*** Data for this task ***
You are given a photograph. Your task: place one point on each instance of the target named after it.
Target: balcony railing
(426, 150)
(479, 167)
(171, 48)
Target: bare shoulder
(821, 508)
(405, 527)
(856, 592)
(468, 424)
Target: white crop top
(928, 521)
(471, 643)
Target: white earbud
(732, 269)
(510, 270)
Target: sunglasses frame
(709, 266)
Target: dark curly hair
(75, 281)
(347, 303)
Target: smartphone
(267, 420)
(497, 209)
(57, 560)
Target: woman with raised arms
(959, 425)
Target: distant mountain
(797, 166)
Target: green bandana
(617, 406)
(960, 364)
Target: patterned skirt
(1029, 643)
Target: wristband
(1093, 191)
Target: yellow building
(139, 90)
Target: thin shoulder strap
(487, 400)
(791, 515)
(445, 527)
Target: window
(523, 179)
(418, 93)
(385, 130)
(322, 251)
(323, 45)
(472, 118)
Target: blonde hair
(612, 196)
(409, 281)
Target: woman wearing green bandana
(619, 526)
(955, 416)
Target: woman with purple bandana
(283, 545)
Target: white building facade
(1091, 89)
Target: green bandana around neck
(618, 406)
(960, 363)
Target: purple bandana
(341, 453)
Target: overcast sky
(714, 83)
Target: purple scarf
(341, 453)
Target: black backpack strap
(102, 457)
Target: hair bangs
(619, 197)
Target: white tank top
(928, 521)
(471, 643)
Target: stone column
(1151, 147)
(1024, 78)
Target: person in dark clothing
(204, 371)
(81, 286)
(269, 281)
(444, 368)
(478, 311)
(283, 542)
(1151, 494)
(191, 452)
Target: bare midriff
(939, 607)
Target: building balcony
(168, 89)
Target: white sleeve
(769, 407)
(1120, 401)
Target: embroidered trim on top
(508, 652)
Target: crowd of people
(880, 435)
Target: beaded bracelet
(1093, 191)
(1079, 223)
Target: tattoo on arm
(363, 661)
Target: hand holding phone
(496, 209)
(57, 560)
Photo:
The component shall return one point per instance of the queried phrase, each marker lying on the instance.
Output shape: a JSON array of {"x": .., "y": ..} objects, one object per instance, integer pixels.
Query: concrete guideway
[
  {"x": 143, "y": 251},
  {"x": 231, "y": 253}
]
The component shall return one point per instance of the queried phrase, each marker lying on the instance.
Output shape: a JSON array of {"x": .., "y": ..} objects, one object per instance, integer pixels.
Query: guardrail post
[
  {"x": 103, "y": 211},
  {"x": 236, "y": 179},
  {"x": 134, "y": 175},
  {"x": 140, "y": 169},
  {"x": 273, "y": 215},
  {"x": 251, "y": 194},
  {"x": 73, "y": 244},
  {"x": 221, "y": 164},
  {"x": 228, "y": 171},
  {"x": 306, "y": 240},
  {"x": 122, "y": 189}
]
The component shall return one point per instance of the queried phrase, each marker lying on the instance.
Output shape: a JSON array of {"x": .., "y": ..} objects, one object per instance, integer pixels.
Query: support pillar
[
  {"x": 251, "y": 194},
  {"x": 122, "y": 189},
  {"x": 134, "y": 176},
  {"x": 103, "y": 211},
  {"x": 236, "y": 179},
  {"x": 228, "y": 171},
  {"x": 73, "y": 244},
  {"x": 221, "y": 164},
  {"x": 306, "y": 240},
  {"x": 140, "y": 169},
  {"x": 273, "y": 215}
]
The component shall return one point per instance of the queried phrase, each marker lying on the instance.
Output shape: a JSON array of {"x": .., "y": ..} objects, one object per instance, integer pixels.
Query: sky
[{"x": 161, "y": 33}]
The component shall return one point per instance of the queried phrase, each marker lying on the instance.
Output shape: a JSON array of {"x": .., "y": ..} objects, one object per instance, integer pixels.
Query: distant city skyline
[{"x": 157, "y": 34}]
***
Copy every one of the records above word for word, keeping each line intact and in its original order.

### Exercise solution:
You are given a photograph. Your task: place one point on each instance of the target named after it.
Target: balcony railing
(426, 150)
(479, 167)
(171, 48)
Target: bare shoulder
(821, 508)
(405, 527)
(856, 592)
(468, 424)
Target: white crop top
(928, 521)
(471, 643)
Target: white earbud
(732, 269)
(510, 270)
Target: sunglasses frame
(709, 266)
Target: dark curly hair
(75, 281)
(347, 303)
Target: smartphone
(267, 420)
(497, 209)
(57, 560)
Target: woman with raised arms
(959, 425)
Target: distant mountain
(797, 166)
Target: green bandana
(617, 406)
(960, 364)
Target: patterned skirt
(1029, 643)
Target: wristband
(1093, 191)
Target: yellow building
(139, 90)
Target: thin shoulder strap
(487, 400)
(791, 515)
(445, 527)
Target: window
(523, 179)
(418, 93)
(385, 130)
(322, 251)
(323, 45)
(472, 118)
Target: blonde hair
(612, 196)
(409, 281)
Target: woman wearing green bandana
(619, 526)
(955, 416)
Target: woman with purple bandana
(283, 545)
Target: white building facade
(1091, 89)
Target: green bandana around neck
(618, 406)
(960, 363)
Target: purple bandana
(341, 453)
Target: overcast sky
(714, 83)
Target: purple scarf
(341, 453)
Target: black backpack strap
(102, 457)
Target: hair bangs
(619, 197)
Target: white tank top
(928, 521)
(471, 643)
Target: stone column
(1151, 147)
(1024, 78)
Target: person in dark clothing
(204, 371)
(81, 286)
(269, 281)
(444, 368)
(478, 311)
(283, 542)
(1151, 494)
(191, 452)
Target: bare midriff
(939, 607)
Target: building balcony
(168, 89)
Target: white sleeve
(769, 407)
(1120, 401)
Target: embroidered trim on top
(508, 652)
Target: crowd of people
(880, 435)
Target: beaded bracelet
(1093, 191)
(1079, 223)
Target: tattoo on arm
(363, 661)
Target: hand holding phone
(496, 209)
(57, 560)
Photo:
The component shall return one point per instance of the queried phrase, each marker lying on the instance.
Output shape: a JSON array of {"x": .., "y": ..} objects, one object per instance, integer pixels.
Query: concrete guideway
[
  {"x": 143, "y": 251},
  {"x": 231, "y": 253}
]
The component shall return one point per instance of the queried phrase, each marker lying on the instance.
Output shape: a JSON array of {"x": .., "y": ..} objects, one object per instance, integer pixels.
Query: guardrail post
[
  {"x": 103, "y": 211},
  {"x": 236, "y": 179},
  {"x": 134, "y": 175},
  {"x": 140, "y": 169},
  {"x": 273, "y": 215},
  {"x": 251, "y": 194},
  {"x": 73, "y": 244},
  {"x": 221, "y": 164},
  {"x": 228, "y": 171},
  {"x": 306, "y": 240},
  {"x": 122, "y": 189}
]
The component shall return one point per instance of the queried phrase, each marker lying on the instance.
Output shape: a JSON array of {"x": .., "y": ..} objects, one object per instance, integer pixels.
Query: support pillar
[
  {"x": 251, "y": 194},
  {"x": 122, "y": 189},
  {"x": 134, "y": 176},
  {"x": 103, "y": 211},
  {"x": 236, "y": 179},
  {"x": 228, "y": 171},
  {"x": 73, "y": 244},
  {"x": 221, "y": 164},
  {"x": 306, "y": 240},
  {"x": 140, "y": 169},
  {"x": 273, "y": 215}
]
The component shall return one point per instance of the queried phrase, each marker lying on the instance.
Output shape: a JSON array of {"x": .., "y": ..} objects, one object per instance, integer pixels.
Query: sky
[{"x": 161, "y": 33}]
The component shall return one point per instance of the queried phrase, each marker lying on the instance.
Output shape: a JSON array of {"x": .., "y": ..} objects, one object per instance, integer pixels.
Query: distant city skyline
[{"x": 157, "y": 34}]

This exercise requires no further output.